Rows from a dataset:
┄┄┄┄┄┄┄┄┄┄┄┄┄┄┄┄┄┄┄┄
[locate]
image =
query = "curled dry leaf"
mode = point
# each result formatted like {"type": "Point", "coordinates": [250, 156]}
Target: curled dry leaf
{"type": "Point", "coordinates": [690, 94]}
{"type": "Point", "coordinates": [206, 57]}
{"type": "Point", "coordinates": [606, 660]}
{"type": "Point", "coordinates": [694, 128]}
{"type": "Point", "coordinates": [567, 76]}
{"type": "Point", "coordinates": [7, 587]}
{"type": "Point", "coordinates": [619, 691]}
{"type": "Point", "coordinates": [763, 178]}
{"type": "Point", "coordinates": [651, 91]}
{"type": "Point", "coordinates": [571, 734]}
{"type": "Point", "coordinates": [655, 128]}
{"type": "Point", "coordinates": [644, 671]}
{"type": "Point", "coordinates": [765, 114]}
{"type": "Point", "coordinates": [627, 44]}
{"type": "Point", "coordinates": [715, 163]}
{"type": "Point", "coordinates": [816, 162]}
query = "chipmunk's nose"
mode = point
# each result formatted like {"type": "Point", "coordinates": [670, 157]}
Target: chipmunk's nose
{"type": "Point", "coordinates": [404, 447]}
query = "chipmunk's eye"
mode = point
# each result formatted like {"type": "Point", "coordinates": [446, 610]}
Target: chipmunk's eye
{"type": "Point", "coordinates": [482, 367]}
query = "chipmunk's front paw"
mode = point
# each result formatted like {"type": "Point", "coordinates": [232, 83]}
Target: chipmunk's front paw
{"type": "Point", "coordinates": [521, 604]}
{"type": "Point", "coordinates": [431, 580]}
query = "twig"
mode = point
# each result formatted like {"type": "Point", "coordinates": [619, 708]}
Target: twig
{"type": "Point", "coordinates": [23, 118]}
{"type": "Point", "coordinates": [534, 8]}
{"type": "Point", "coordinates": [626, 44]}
┄┄┄┄┄┄┄┄┄┄┄┄┄┄┄┄┄┄┄┄
Reproduce every line of the listing above without changing anything.

[locate]
image =
query = "curled dry leaf"
mode = point
# each result formatted like {"type": "Point", "coordinates": [250, 156]}
Target: curled dry leaf
{"type": "Point", "coordinates": [690, 94]}
{"type": "Point", "coordinates": [206, 57]}
{"type": "Point", "coordinates": [606, 660]}
{"type": "Point", "coordinates": [694, 128]}
{"type": "Point", "coordinates": [567, 76]}
{"type": "Point", "coordinates": [7, 587]}
{"type": "Point", "coordinates": [619, 691]}
{"type": "Point", "coordinates": [763, 178]}
{"type": "Point", "coordinates": [651, 91]}
{"type": "Point", "coordinates": [571, 734]}
{"type": "Point", "coordinates": [655, 128]}
{"type": "Point", "coordinates": [644, 671]}
{"type": "Point", "coordinates": [765, 114]}
{"type": "Point", "coordinates": [627, 44]}
{"type": "Point", "coordinates": [715, 163]}
{"type": "Point", "coordinates": [816, 162]}
query = "chipmunk's nose"
mode = point
# each result formatted like {"type": "Point", "coordinates": [670, 157]}
Target: chipmunk's nose
{"type": "Point", "coordinates": [404, 447]}
query = "chipmunk's eye"
mode = point
# each result formatted like {"type": "Point", "coordinates": [446, 610]}
Target: chipmunk's eye
{"type": "Point", "coordinates": [482, 367]}
query = "chipmunk's front paw"
mode = point
# each result formatted like {"type": "Point", "coordinates": [232, 83]}
Target: chipmunk's front paw
{"type": "Point", "coordinates": [521, 604]}
{"type": "Point", "coordinates": [431, 580]}
query = "twig"
mode = point
# each result formatted like {"type": "Point", "coordinates": [619, 708]}
Target: twig
{"type": "Point", "coordinates": [23, 118]}
{"type": "Point", "coordinates": [534, 8]}
{"type": "Point", "coordinates": [626, 44]}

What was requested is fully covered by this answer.